Three Views on Hard Landings

Mark Thoma channels Paul Krugman:

Economist's View: Krugman: No Good Monetary Policy Options in a Hard Landing: In his most recent column, Paul Krugman asks the... question:

In the 1970's soaring prices of oil and other commodities led to stagflation - a combination of high inflation and high unemployment, which left no good policy options. If the Fed cut interest rates to create jobs, it risked causing an inflationary spiral; if it raised interest rates to bring inflation down, it would further increase unemployment. Can it happen again?... We shouldn't overstate the case: we're not back to the economic misery of the 1970's. But the fact that we're already experiencing mild stagflation means that there will be no good options if something else goes wrong...

Thus, in a hard landing, Krugman says "there will be no good options." But the Fed will need to do something. What should the Fed do in a hard landing? Raise rates? Lower rates? I believe a recession will put the brakes on inflation, and if underlying real factors are the cause of inflation, aggregate demand policy isn't an effective tool for overcoming such shocks. Thus, I would lower rates in response to a slowdown if that were possible. But that is predicated upon the output slowdown counterbalancing inflationary pressure from other sources, and the possibility of lowering interest rates enough to stimulate the economy.

_INSTRUCTION 1:_
Answer these questions using the text on hard landings:
(a) What combination does the text give as the definition of stagflation?
(b) What led to stagflation in the 1970's?
(c) What would the writer of the final paragraph do in response to a slowdown, if that were possible?
_INSTRUCTION 2:_ Reproduce the passage of the text on hard landings from "Three Views on" up to and including "else goes wrong...", swapping "Fed" for "central bank".
_INSTRUCTION 3:_ Translate this sentence from the text on hard landings into Spanish: "I believe a recession will put the brakes on inflation, and if underlying real factors are the cause of inflation, aggregate demand policy isn't an effective tool for overcoming such shocks."

_EXTRACTED ENTRIES:_

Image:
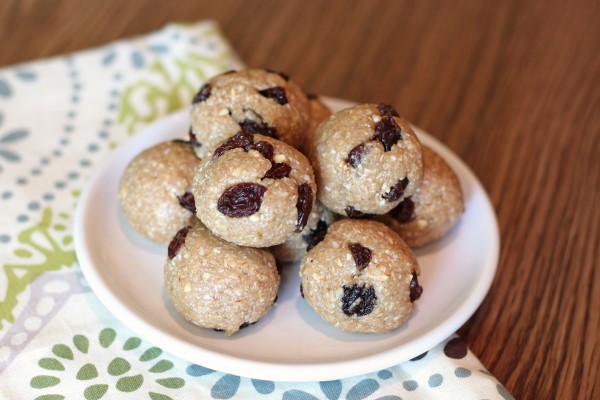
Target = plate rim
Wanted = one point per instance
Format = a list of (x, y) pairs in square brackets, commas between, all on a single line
[(290, 372)]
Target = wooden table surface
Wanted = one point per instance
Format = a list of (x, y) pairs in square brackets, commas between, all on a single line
[(513, 87)]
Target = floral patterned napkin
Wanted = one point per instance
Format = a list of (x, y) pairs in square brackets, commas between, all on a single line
[(59, 118)]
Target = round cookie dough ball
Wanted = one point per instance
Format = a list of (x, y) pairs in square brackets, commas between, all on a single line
[(216, 284), (361, 277), (319, 112), (256, 101), (254, 190), (366, 160), (155, 190), (297, 245), (435, 207)]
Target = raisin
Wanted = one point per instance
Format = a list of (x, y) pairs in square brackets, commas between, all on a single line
[(355, 156), (404, 211), (278, 171), (387, 132), (282, 74), (304, 205), (203, 94), (241, 200), (316, 235), (241, 139), (265, 148), (416, 290), (396, 191), (354, 213), (178, 241), (361, 254), (194, 139), (180, 141), (276, 93), (187, 201), (358, 300), (387, 111), (263, 128), (246, 324)]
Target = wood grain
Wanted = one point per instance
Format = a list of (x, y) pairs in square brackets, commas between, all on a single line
[(513, 87)]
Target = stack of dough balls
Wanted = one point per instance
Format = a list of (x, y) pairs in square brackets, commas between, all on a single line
[(269, 174)]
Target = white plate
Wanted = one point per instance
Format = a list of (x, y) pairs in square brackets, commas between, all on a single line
[(291, 343)]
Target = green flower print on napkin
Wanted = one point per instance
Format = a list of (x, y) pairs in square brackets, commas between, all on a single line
[(48, 239), (116, 370), (166, 89)]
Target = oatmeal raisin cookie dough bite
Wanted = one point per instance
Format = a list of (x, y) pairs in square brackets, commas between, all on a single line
[(361, 277), (155, 190), (254, 100), (216, 284), (366, 160), (433, 209), (254, 190)]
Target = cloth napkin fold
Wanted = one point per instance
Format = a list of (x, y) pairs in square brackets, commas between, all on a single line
[(59, 118)]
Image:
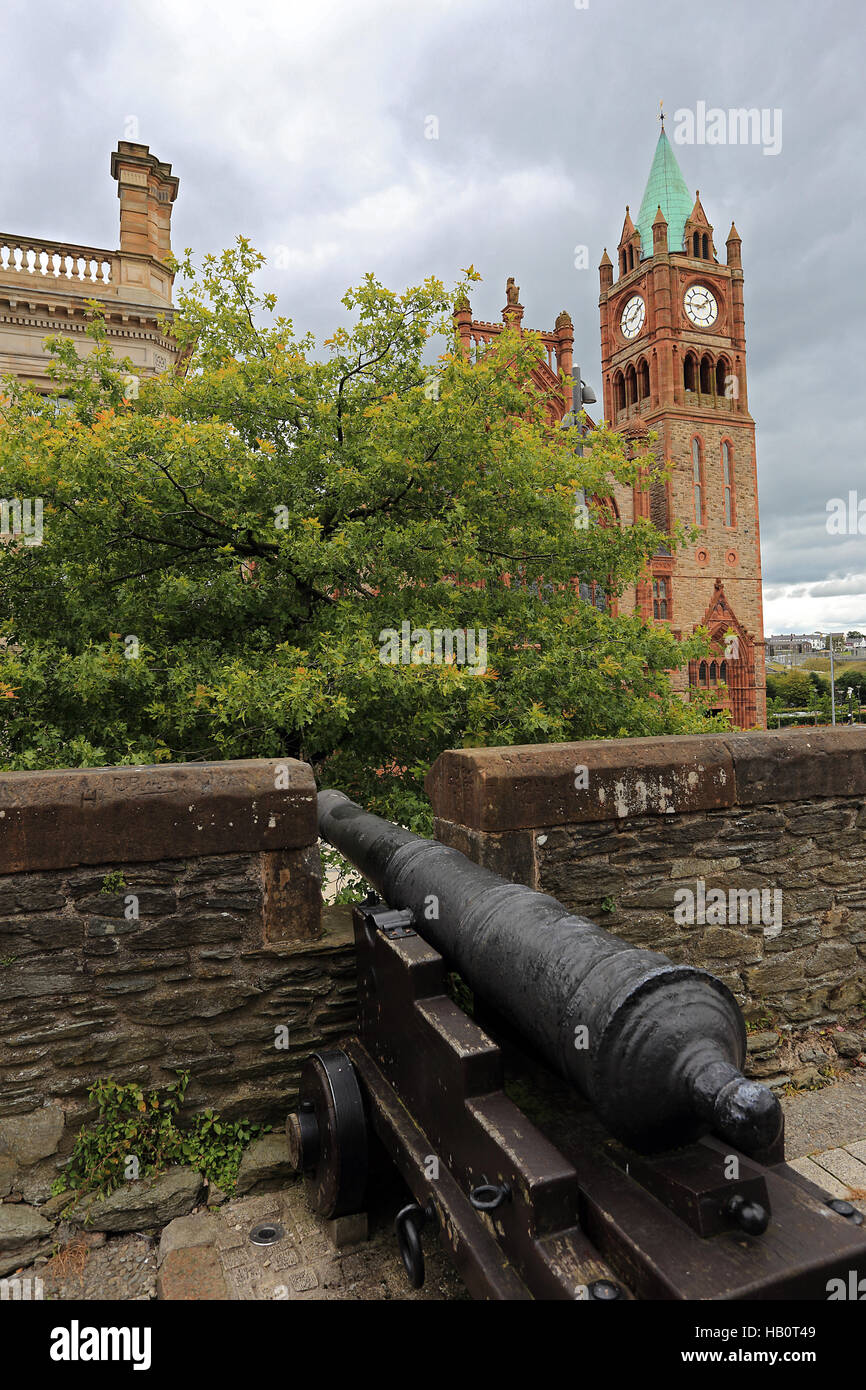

_EXPECTED OUTPUT 1:_
(a) A combination of high inflation and high unemployment.
(b) Soaring prices of oil and other commodities.
(c) Lower rates.

_EXPECTED OUTPUT 2:_
Three Views on Hard Landings

Mark Thoma channels Paul Krugman:

Economist's View: Krugman: No Good Monetary Policy Options in a Hard Landing: In his most recent column, Paul Krugman asks the... question:

In the 1970's soaring prices of oil and other commodities led to stagflation - a combination of high inflation and high unemployment, which left no good policy options. If the central bank cut interest rates to create jobs, it risked causing an inflationary spiral; if it raised interest rates to bring inflation down, it would further increase unemployment. Can it happen again?... We shouldn't overstate the case: we're not back to the economic misery of the 1970's. But the fact that we're already experiencing mild stagflation means that there will be no good options if something else goes wrong...

_EXPECTED OUTPUT 3:_ Creo que una recesión frenará la inflación, y si los factores reales subyacentes son la causa de la inflación, la política de demanda agregada no es una herramienta eficaz para superar tales perturbaciones.